## begin Reading text

Jen McGinley

Fibres

29/10/19

Traverse Theatre, Edinburgh

Fibres is Frances Poet’s ‘heath and safety’ play, an emotive response to her discovery that an acquaintance had lost both parents, six months apart, due to asbestos poisoning. Poet’s perception of asbestos as ‘something dangerous from the past’ was exposed as a fallacy; subsequently, she learned that more people die of asbestos-related illnesses each year than die in traffic accidents, that the NHS will be footing the bill for corporate greed/negligence until 2040. Mesothelioma takes between twenty and fifty years to develop, and even brief exposure is enough to kill.

Indeed, the brevity of exposure is a key feature of this play. Jack (Jonathan Watson) only works as a shipbuilder for a few days; he’s nervous about the asbestos dust he’s been warned about, so takes a pay cut and becomes an electrician. He thinks he’s dodged a bullet. His wife, Beanie (Maureen Carr), washes his overalls, a simple domestic act fraught with symbolism, as the fibres enter her lungs too.

As you might expect from Poet, there are many layers to be unravelled here; it’s not a simple polemic. There are parallels drawn between the asbestos fibres and the impact of traditional gender roles on a relationship: a slow, invisible poisoning.

Despite the subject matter, it’s not all doom and gloom. Jack and Beanie are a believable couple, muddling through as best they can. They’re facing the horror with fortitude and humour: Jack loves a bit of comedy, and has a catalogue of cringey jokes. Their daughter, Lucy (Suzanne Magowan), is struggling, but her breakdown is shown through a series of bleakly humorous, hide-your-eyes-behind-your-hands-while-your-toes-curl moments.

Breaches in health and safety protocol are given a human face, in the form of Lucy’s boss, Pete (Ali Craig). They work for a fibre optics company, and he’s up against it, trying to meet the demands of a contract while allowing his workers their requisite study days and sick leave. He’s fed up with the union rep’s ‘unreasonable’ demands, preventing him from getting the job done. We’re shown how it happens, how decent people can be pressured into repeating old mistakes. But Pete is given a chance to learn: his fondness for Lucy redeems him.

If this all sounds a bit po-faced, don’t be misled. This plays as a cleverly written domestic tragedy, with a window onto larger political issues. The actors switch between narration and performance; the set (by Jen McGinley) is a fluid, symbolic space, where the characters flit between life and death, the past and the present, dark humour and even darker anger. Jemima Levick’s assured direction ensures that there is no confusion: we always know where and when events are taking place, the pace allowing us time to digest what’s happening.

Fibres is a vital, heartbreaking play with an important message at its core.

4.1 stars

Susan Singfield

 

Who Cares?

## end Reading text
## begin Data extract

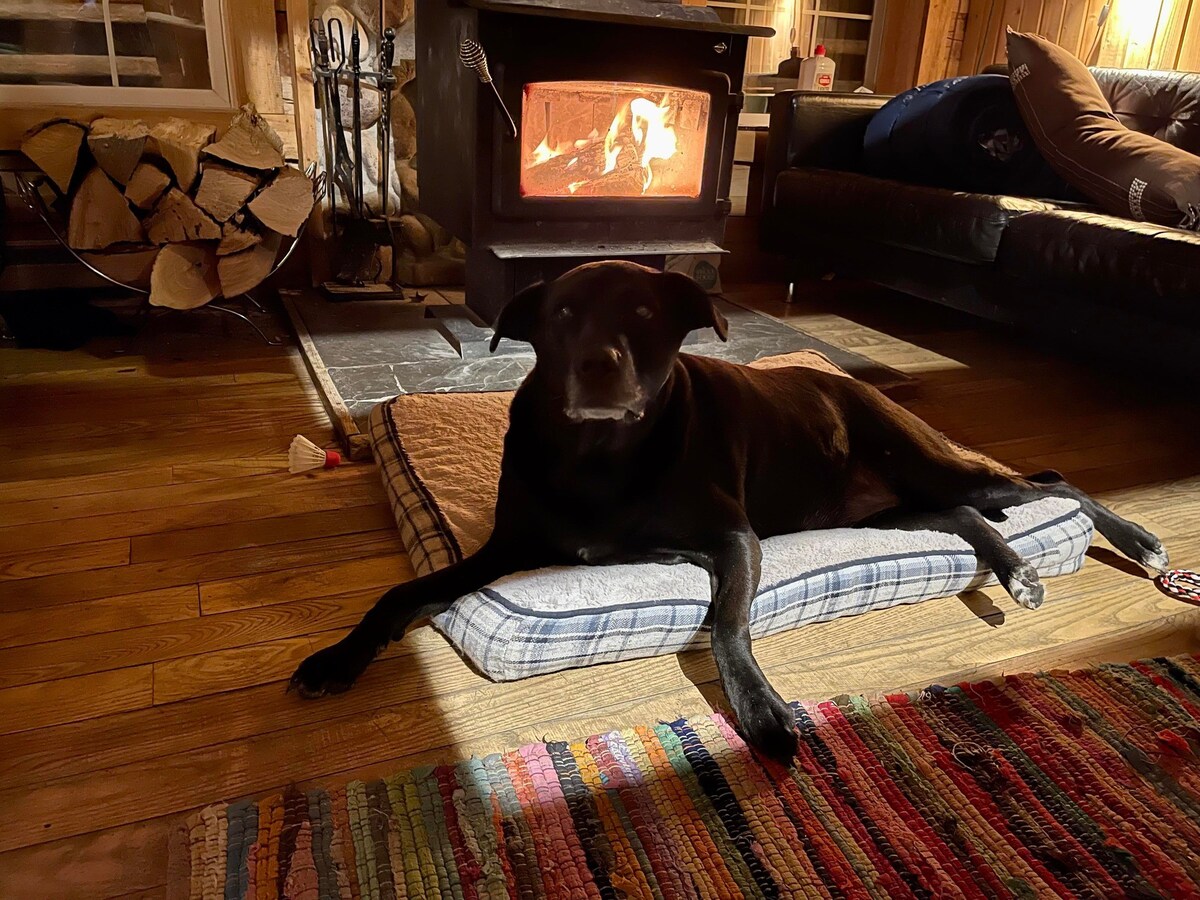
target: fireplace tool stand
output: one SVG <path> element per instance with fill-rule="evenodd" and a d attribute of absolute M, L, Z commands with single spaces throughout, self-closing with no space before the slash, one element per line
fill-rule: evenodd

## end Data extract

• _Problem to work on_
Copy out the review of Fibres, starting with "Traverse Theatre, Edinburgh" and going on through "enough to kill.", and replace "asbestos" with "silica" wherever it occurs.

• _Solved exercise_
Traverse Theatre, Edinburgh

Fibres is Frances Poet’s ‘heath and safety’ play, an emotive response to her discovery that an acquaintance had lost both parents, six months apart, due to silica poisoning. Poet’s perception of silica as ‘something dangerous from the past’ was exposed as a fallacy; subsequently, she learned that more people die of silica-related illnesses each year than die in traffic accidents, that the NHS will be footing the bill for corporate greed/negligence until 2040. Mesothelioma takes between twenty and fifty years to develop, and even brief exposure is enough to kill.